__INPUT RECORDS__.
——

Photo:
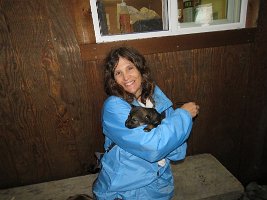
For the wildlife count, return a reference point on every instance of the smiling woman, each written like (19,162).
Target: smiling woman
(127,76)
(136,165)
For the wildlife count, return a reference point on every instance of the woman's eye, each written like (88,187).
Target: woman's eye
(117,73)
(131,67)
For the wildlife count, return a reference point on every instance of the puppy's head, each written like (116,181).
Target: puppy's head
(138,116)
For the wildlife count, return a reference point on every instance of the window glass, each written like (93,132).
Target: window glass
(131,16)
(208,12)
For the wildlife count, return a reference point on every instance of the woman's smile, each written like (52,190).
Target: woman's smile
(127,75)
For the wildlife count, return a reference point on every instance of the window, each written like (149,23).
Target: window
(116,20)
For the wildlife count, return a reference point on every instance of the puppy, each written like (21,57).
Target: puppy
(140,116)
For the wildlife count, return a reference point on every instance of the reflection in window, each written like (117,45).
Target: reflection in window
(131,16)
(208,12)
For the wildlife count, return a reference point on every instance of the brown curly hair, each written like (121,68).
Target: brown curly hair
(113,88)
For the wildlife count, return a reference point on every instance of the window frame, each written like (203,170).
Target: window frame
(174,26)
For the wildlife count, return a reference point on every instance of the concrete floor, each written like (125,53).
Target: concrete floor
(199,177)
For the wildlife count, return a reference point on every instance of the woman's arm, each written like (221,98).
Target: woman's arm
(151,146)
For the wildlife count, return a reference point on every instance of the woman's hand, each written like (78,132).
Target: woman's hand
(192,108)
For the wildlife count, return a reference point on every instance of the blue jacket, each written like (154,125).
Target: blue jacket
(130,170)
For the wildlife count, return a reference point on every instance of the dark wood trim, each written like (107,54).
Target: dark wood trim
(172,43)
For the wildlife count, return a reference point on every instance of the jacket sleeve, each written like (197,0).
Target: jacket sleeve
(151,146)
(180,152)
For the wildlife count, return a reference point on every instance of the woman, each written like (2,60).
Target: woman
(136,164)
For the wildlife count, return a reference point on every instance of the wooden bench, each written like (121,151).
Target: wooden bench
(197,177)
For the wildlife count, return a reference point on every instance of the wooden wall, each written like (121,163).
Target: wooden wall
(51,92)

——

__TO DO__. Please set down every record exactly as it appears, leaving out the pictures.

__THE COMPLETED TASK__.
Photo:
For the wildlife count, return a reference point on every instance of the smiling woman, each written like (19,162).
Target: smiling woman
(127,76)
(136,165)
For the wildlife count, return a reference point on every instance of the woman's eye, each written like (88,187).
Target: woman's eye
(117,73)
(131,67)
For the wildlife count, return a reference point on every instance of the puppy's head, each written like (116,181).
Target: puppy's head
(138,116)
For the wildlife count, return a reference point on every instance of the window glass, each written like (93,132).
Target: window glass
(131,16)
(208,12)
For the wildlife count, return a reference point on every instance of the woman's smile, each written like (52,190).
Target: woman's smile
(127,75)
For the wildlife count, return a reference point on every instance of the window, each written like (149,23).
Target: window
(116,20)
For the wildlife count, return a reference point on every instance of the puppy, each written like (21,57).
Target: puppy
(140,116)
For the wildlife count, return a reference point on every instance of the reflection in window, each written like (117,45).
Target: reflection in window
(131,16)
(208,12)
For the wildlife count, return a reference point on every instance of the brown curly hair, each written like (121,68).
Target: brown curly hair
(113,88)
For the wildlife count, return a reference point on every instance of the window frame, each written like (203,170).
Target: window frame
(174,26)
For the wildlife count, return a reference point on every instance of the concrete floor, each written like (125,53).
Target: concrete floor
(199,177)
For the wildlife count, return a reference point on every instance of the woman's arm, each written like (221,98).
Target: woman's arm
(151,146)
For the wildlife count, return a reference point on every instance of the woman's hand, each written like (78,132).
Target: woman's hand
(192,108)
For the wildlife count, return a reference point on every instance of the blue jacket, each written like (154,125).
Target: blue jacket
(130,170)
For the wildlife count, return a reference point on every instance of the dark wood trim, each written like (107,54).
Target: dark wood trim
(172,43)
For the wildlife count, return a reference point on every instance of the jacket sleeve, each written like (197,0).
Target: jacket sleeve
(151,146)
(180,152)
For the wildlife count, return a reference point on every instance of the woman, each written like (2,60).
Target: woman
(136,164)
For the wildlife count, return a reference point on every instance of the wooden bench, each written like (121,151).
Target: wooden bench
(197,177)
For the wildlife count, return a reference point on every instance of the wooden wall, each written like (121,163).
Target: wooden wall
(51,92)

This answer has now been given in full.